> Directives:
• 1. Using the article on real estate brokers, decide whether each statement agrees with it. Answer yes or no, and quote the words from the article that settle it.
(a) The article describes Redfin as an Internet real estate aggregator.
(b) Realtor.com is owned by Move.com.
(c) The article calls the brokers' survival a marketing failure of the online companies.
• 2. Answer these from the article on real estate brokers:
(a) Which publication ran the article that asked why brokers haven't been killed off?
(b) Who wrote that article?
(c) Which three things are described as homogeneous "to a slightly lesser extent" than a book?

> Document section:
Why Real Estate Brokers Are Alive and Kicking

Why haven’t companies like Zillow, Trulia, and Redfin killed off real estate brokers?

Businessweek recently published an article that asked the question but didn’t offer up a definitive answer. But we don’t think it’s a mystery: There are perfectly logical and compelling reasons that explain why the disintermediation of real estate professionals hasn’t happened.

We’ve discussed this before in explaining why real estate professionals aren’t dinosaurs. But for now, let’s take a look at where this article missed the mark.

Value and Visceral Reactions

Chart on Zillow, Trulia, Redfin, Move.com financesThe author, Brad Stone, starts off by noting that Internet real estate aggregators Zillow, Trulia, and Realtor.com (owned by Move.com) and online brokerage Redfin are attracting plenty of visitors and, for some, generating plenty of revenue (see chart, right).

“It all looks at first glance like the same kind of electronic marketplace that has eliminated travel agents, decimated classified ads, depressed stock brokers, and taken the swagger out of car dealers,” he writes.

But that assumption misses a couple of key factors.

First, the electronic marketplace eliminates the bricks-and-mortar marketplace only if it benefits the consumer. On the whole, consumers are smart. They’re motivated. They’re shrewd about bargains. And if they can do something on their own quickly, easily, and effectively while saving money, you can be sure they’ll do it.

That’s why Expedia.com has supplanted travel agents, online banking and ATMs have reduced banks’ physical footprints, and Amazon.com has become a behemoth in the book industry. Consumers saw the benefits and jumped aboard in droves.

If it hasn’t happened with the real estate industry despite all the efforts of Redfin and its ilk, it’s not a marketing failure: It’s a value proposition failure.

Second, electronic beats real only if the end product is homogeneous. A book is a book is a book. To a slightly lesser extent, you can say the same about a hotel room, a plane flight, or a stock transaction. But almost every house is different. Not just structurally, but for the “it just feels right” qualities that make a house the right home for one person or another, and for the context of place that surrounds it.

Buying or not buying a home can come down to a purely visceral reaction: how it smells, if you like the view, if the small rooms make you feel cozy or suffocated.

Seriously: Have you ever “felt” something about a plane ticket?

Consumers Aren’t Stupid

Stone’s article, like many others addressing this question, seems to suggest that consumers would stop using real estate professionals if they just thought about it for a minute.

> Given data:
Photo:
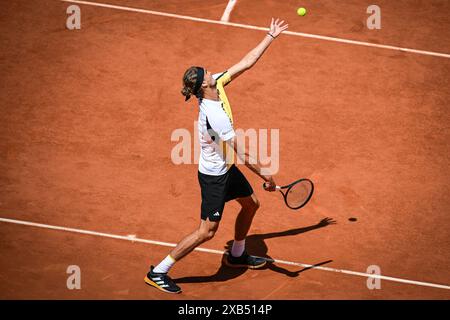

> Answers in order:
• 1.
(a) No: "and online brokerage Redfin"
(b) Yes: "Realtor.com (owned by Move.com)"
(c) No: "it’s not a marketing failure: It’s a value proposition failure."

• 2.
(a) Businessweek
(b) Brad Stone
(c) A hotel room, a plane flight, and a stock transaction